Lay out the part of the listing that opens with the line containing "Where can you see the wooden" and closes with the line containing "column 171, row 227", both included, as a Markdown table with the columns Row and Line. Number each line in order and leave out blank lines.

Entries drawn from a collection:
========================================================================
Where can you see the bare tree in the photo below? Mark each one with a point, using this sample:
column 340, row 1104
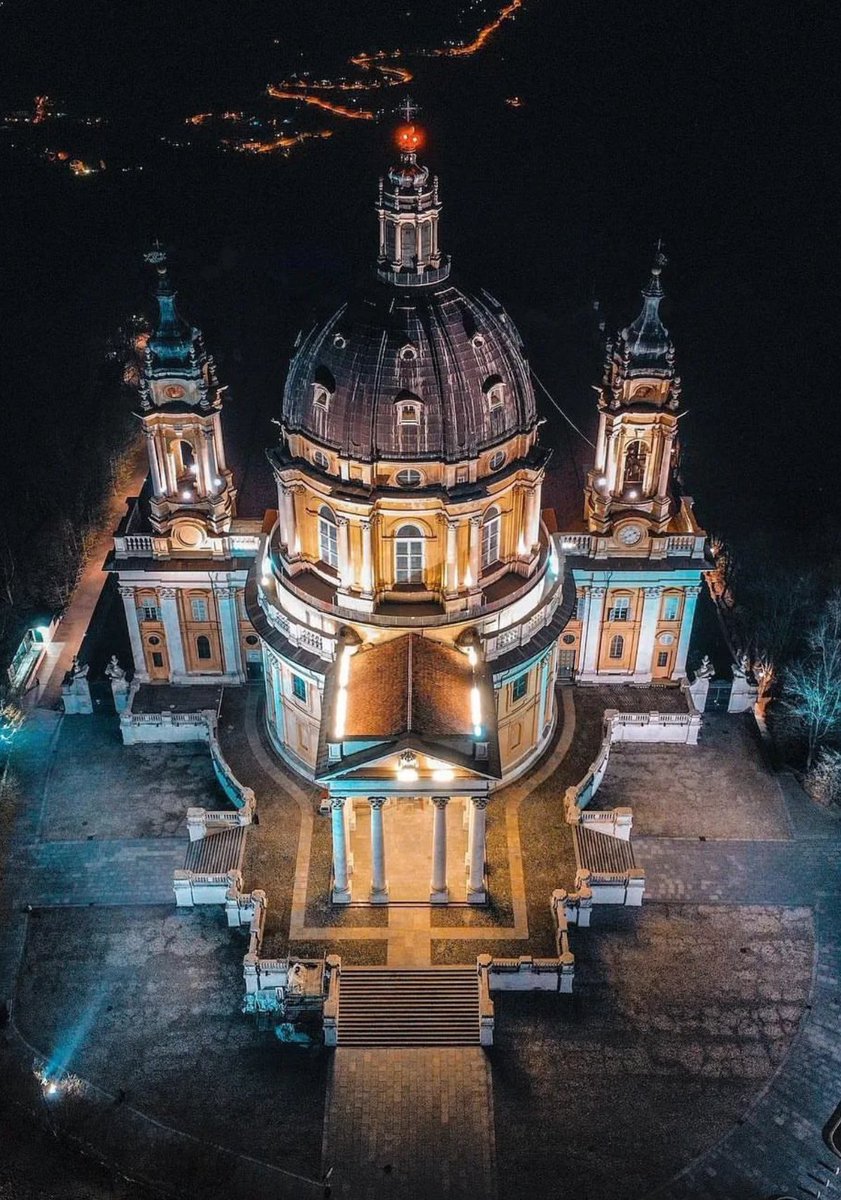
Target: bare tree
column 812, row 682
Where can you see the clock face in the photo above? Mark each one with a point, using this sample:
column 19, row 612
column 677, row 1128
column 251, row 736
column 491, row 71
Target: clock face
column 629, row 535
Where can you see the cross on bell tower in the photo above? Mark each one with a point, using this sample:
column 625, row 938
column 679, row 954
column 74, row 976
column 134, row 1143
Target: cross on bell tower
column 636, row 448
column 180, row 412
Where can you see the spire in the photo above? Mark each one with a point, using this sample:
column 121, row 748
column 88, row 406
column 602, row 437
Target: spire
column 646, row 343
column 174, row 347
column 408, row 209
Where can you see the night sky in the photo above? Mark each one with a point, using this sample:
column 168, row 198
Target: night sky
column 708, row 125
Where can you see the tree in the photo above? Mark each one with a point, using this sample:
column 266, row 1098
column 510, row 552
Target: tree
column 812, row 682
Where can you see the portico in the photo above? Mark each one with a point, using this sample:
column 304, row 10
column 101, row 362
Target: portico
column 401, row 847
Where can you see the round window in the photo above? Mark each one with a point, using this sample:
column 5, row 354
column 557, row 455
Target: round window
column 409, row 478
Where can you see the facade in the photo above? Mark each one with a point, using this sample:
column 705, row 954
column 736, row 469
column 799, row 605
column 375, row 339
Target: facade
column 412, row 600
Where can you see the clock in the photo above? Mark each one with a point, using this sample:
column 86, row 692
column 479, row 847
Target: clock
column 629, row 535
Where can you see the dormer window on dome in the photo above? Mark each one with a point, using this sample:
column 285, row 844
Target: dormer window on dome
column 494, row 390
column 408, row 409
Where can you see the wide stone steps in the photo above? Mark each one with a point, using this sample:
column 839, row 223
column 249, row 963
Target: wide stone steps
column 409, row 1007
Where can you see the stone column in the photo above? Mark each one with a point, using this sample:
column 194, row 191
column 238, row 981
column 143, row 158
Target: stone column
column 451, row 565
column 379, row 888
column 532, row 520
column 544, row 694
column 690, row 600
column 158, row 483
column 341, row 882
column 172, row 625
column 592, row 630
column 475, row 880
column 475, row 555
column 229, row 630
column 346, row 573
column 662, row 483
column 648, row 625
column 133, row 623
column 288, row 529
column 438, row 888
column 366, row 526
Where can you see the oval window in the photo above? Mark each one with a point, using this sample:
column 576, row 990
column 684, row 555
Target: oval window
column 408, row 478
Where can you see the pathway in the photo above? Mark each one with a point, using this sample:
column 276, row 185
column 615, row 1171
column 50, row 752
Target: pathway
column 90, row 583
column 412, row 1125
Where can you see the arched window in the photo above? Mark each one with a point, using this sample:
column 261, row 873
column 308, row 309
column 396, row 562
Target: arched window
column 635, row 463
column 328, row 537
column 491, row 538
column 494, row 390
column 409, row 555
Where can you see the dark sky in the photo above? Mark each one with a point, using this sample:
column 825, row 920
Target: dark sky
column 708, row 125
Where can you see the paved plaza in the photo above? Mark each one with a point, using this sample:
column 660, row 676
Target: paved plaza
column 697, row 1057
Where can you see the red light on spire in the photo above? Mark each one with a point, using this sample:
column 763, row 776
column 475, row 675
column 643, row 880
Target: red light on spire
column 409, row 138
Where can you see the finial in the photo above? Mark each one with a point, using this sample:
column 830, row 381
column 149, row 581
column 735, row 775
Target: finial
column 660, row 261
column 408, row 109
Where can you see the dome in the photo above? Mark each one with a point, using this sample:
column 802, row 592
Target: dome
column 412, row 372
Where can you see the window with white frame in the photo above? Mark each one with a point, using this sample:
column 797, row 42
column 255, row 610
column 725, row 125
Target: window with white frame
column 671, row 607
column 409, row 555
column 619, row 609
column 328, row 537
column 491, row 538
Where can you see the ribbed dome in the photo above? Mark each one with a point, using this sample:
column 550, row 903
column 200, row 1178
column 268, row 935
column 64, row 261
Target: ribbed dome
column 454, row 357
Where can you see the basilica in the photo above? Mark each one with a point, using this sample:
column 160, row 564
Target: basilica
column 426, row 576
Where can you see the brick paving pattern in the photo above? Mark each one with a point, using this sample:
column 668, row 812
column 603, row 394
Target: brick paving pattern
column 413, row 1125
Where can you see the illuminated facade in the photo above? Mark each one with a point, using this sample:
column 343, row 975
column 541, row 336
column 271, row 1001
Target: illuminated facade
column 412, row 600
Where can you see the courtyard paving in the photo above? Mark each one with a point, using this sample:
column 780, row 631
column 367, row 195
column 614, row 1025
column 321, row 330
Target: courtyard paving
column 703, row 1026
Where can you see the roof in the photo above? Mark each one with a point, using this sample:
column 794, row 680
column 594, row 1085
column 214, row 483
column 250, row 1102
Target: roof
column 437, row 347
column 412, row 693
column 409, row 683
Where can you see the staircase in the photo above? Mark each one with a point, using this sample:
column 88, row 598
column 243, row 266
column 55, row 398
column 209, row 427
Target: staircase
column 409, row 1007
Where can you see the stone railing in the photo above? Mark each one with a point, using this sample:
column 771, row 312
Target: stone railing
column 485, row 1002
column 527, row 973
column 198, row 888
column 238, row 793
column 144, row 545
column 334, row 965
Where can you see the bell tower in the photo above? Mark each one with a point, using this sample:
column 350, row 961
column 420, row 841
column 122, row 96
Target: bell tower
column 408, row 209
column 636, row 448
column 180, row 411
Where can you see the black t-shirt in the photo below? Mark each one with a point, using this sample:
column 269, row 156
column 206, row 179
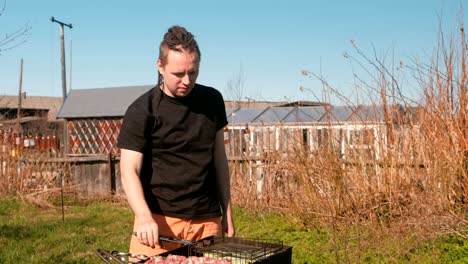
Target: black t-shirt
column 176, row 137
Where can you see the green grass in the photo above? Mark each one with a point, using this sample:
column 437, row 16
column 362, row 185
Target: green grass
column 29, row 234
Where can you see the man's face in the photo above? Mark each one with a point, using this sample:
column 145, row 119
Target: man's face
column 179, row 73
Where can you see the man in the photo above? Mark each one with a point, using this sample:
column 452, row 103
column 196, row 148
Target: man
column 173, row 163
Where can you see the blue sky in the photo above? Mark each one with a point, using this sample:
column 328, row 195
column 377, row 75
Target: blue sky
column 266, row 44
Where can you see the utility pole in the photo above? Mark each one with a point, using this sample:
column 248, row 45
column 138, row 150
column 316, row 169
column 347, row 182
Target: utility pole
column 18, row 114
column 62, row 49
column 64, row 85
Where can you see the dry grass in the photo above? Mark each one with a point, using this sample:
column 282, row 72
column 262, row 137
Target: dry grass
column 417, row 183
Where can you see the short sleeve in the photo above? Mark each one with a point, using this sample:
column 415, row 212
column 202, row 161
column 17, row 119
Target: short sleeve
column 134, row 125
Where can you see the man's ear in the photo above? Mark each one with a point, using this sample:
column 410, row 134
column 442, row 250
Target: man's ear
column 160, row 67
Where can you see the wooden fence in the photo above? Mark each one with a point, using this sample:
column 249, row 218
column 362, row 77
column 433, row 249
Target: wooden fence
column 37, row 158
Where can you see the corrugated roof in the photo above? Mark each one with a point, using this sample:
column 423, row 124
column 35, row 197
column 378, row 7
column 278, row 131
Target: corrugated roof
column 100, row 102
column 243, row 115
column 305, row 114
column 273, row 115
column 51, row 104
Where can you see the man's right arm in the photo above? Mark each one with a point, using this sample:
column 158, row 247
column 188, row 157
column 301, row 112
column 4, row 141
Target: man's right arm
column 145, row 226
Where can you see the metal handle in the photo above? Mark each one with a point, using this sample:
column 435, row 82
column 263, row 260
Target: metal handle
column 175, row 240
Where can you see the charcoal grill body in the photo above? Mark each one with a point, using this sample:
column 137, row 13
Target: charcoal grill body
column 275, row 253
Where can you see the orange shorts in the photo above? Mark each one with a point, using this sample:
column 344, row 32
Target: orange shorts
column 171, row 227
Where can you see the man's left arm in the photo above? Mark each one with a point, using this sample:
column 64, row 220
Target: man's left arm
column 223, row 183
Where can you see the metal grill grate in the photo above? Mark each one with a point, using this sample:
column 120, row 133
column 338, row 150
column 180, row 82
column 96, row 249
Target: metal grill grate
column 237, row 250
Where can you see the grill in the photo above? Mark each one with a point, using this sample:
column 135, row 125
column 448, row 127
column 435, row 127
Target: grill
column 234, row 249
column 237, row 250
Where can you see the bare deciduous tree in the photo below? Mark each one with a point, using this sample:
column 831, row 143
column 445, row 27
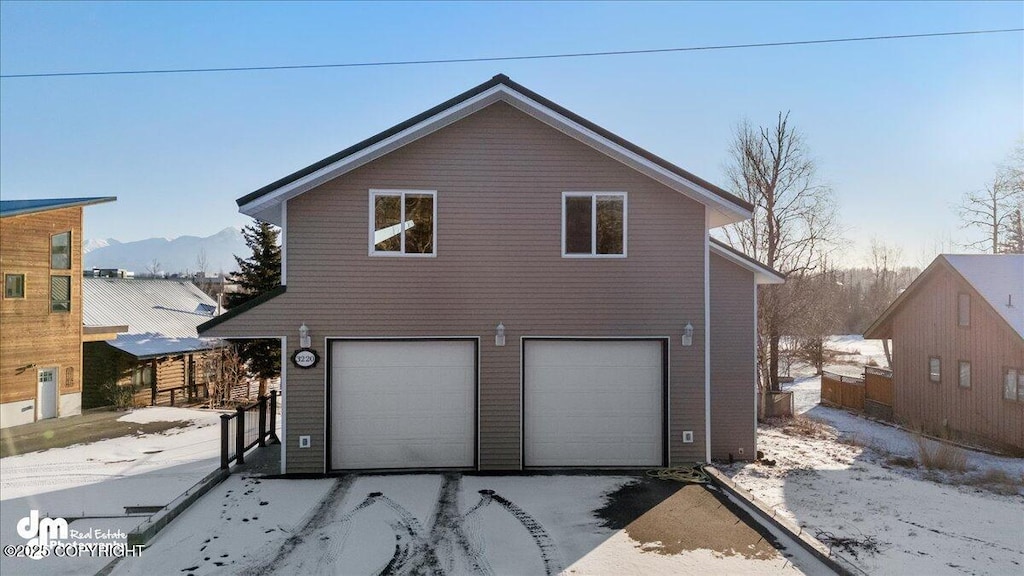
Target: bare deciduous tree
========================================================================
__RESULT OF THE EXERCISE__:
| Row | Line |
|---|---|
| 1 | Where can you see the wooden fence in the photo above? Mark each one with a point, using this sample: |
| 2 | column 249, row 218 |
| 3 | column 362, row 77 |
| 4 | column 433, row 249 |
| 5 | Target: wooden fence |
| 6 | column 37, row 158 |
| 7 | Where can you see the corrugated roof in the photo above? Mark each one with a point, using this sample: |
| 8 | column 423, row 124 |
| 9 | column 35, row 197 |
| 10 | column 378, row 7 |
| 11 | column 278, row 131 |
| 12 | Target: corrugated roof |
| 13 | column 100, row 102 |
| 14 | column 243, row 115 |
| 15 | column 305, row 114 |
| 16 | column 273, row 115 |
| 17 | column 51, row 104 |
| 18 | Where can you see the man's right arm in the photo above? Mark each one with a point, using this sample: |
| 19 | column 158, row 247 |
| 20 | column 188, row 157 |
| 21 | column 301, row 112 |
| 22 | column 4, row 141 |
| 23 | Target: man's right arm |
| 24 | column 145, row 226 |
| 25 | Where can you see the metal handle in the photo above? Mark each one with a point, using this sample: |
| 26 | column 435, row 82 |
| 27 | column 263, row 260 |
| 28 | Target: metal handle |
| 29 | column 175, row 240 |
| 30 | Where can you see the charcoal grill body in the photo above? Mark each one with a point, using this sample: |
| 31 | column 137, row 13 |
| 32 | Target: charcoal grill body |
| 33 | column 275, row 253 |
| 34 | Where can you see the orange shorts in the photo above? Mark each one with a point, using this sample: |
| 35 | column 344, row 32 |
| 36 | Target: orange shorts |
| 37 | column 171, row 227 |